▸ **Data records**:
========================

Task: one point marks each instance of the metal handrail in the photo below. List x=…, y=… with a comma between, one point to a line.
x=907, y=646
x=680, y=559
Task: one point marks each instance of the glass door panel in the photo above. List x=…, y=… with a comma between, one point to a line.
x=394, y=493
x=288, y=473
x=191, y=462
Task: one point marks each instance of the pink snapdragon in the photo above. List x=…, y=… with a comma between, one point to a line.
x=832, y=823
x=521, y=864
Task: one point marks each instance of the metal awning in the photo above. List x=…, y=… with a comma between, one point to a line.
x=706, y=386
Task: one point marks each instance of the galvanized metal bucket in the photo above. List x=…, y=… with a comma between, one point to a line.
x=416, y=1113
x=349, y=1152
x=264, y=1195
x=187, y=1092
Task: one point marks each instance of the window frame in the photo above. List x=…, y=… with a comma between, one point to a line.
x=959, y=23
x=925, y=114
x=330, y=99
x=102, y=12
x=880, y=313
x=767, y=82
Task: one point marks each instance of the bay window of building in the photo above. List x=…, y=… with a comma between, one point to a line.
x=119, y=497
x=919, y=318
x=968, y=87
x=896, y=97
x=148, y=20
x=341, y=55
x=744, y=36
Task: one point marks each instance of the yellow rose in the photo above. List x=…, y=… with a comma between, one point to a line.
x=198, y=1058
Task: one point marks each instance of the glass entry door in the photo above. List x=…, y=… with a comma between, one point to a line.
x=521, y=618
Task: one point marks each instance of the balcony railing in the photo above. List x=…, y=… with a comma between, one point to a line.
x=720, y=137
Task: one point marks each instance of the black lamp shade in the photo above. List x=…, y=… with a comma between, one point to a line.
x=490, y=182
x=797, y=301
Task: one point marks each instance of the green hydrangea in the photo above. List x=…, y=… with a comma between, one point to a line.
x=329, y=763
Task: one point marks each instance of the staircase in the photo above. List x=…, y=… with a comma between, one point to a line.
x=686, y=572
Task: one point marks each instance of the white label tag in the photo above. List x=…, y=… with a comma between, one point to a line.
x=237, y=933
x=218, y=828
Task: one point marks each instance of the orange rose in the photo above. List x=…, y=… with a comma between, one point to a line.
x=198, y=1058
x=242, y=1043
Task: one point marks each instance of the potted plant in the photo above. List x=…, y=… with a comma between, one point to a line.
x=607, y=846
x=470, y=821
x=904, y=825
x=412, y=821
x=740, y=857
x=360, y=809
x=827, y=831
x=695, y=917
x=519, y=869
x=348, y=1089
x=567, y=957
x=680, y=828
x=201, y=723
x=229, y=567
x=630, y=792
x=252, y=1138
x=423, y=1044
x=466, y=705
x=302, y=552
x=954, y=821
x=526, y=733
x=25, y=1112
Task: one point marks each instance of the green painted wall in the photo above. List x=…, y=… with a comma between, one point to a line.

========================

Retyping the whole listing exactly is the task here.

▸ **Response to the exercise**:
Task: one point marks each instance of the metal handrail in the photo below. List x=…, y=… with a comma between, one point to a line.
x=907, y=646
x=680, y=559
Task: one point marks each instance of the glass door panel in the photo above. List x=…, y=… with a comma between, one point to a line.
x=394, y=493
x=288, y=473
x=191, y=462
Task: one point marks each instance of the pink snapdragon in the photo above. List x=…, y=… with a comma between, one point to a line.
x=832, y=823
x=521, y=864
Task: one point marks each instance of the metal awning in the photo above. List x=…, y=… with a comma between, one point to a line.
x=706, y=386
Task: one point marks each instance of the galvanized metal bucket in the photo above. List x=…, y=… with a comma between, one point to a line.
x=416, y=1113
x=349, y=1152
x=264, y=1195
x=187, y=1092
Task: one point marks each instance of the window frame in the photo above. List x=…, y=… with a comma between, one point to a line.
x=959, y=23
x=925, y=114
x=330, y=99
x=102, y=12
x=880, y=313
x=767, y=82
Task: one point marks each instance of the bay window of building in the photo above. List x=…, y=… with a comma between, one point to a line.
x=119, y=497
x=919, y=318
x=968, y=87
x=896, y=97
x=148, y=20
x=341, y=55
x=744, y=36
Task: one point marks each instance of the yellow rose in the photo above. List x=…, y=… with a comma between, one point to a line.
x=198, y=1058
Task: one point marks each instance of the glass entry door in the photo above. List x=…, y=… with a comma between, one point to a line.
x=521, y=618
Task: one point marks each instance of the balcony railing in the photo above. List x=…, y=… with a comma between, one point to a line.
x=720, y=137
Task: one point marks each instance of the black lamp shade in the photo above. List x=…, y=… with a comma between, one point to a line.
x=490, y=182
x=797, y=301
Task: one point marks each instance of the green hydrangea in the photo above. List x=…, y=… with a comma between, one point to a line.
x=329, y=763
Task: one point marks each instance of the staircase in the photo above. List x=…, y=… with a comma between, one point to a line.
x=686, y=572
Task: one point marks each instance of the white label tag in the photo above. List x=…, y=… with a comma between, one point to a line.
x=237, y=933
x=218, y=828
Task: one point marks each instance of the orange rose in the photo above. List x=…, y=… with a comma between, one point to a line.
x=198, y=1058
x=242, y=1043
Task: one point marks each instance of the potted plant in the photo above. List x=…, y=… with a comma between, one point to a line.
x=607, y=846
x=470, y=821
x=904, y=825
x=412, y=821
x=740, y=857
x=360, y=809
x=827, y=831
x=695, y=917
x=519, y=869
x=348, y=1089
x=567, y=957
x=680, y=828
x=201, y=723
x=229, y=567
x=630, y=792
x=252, y=1138
x=423, y=1044
x=466, y=705
x=302, y=552
x=954, y=821
x=526, y=733
x=25, y=1112
Task: one point marks each instance of the green painted wall in the photo above. List x=…, y=… with a comma between, one point to a line.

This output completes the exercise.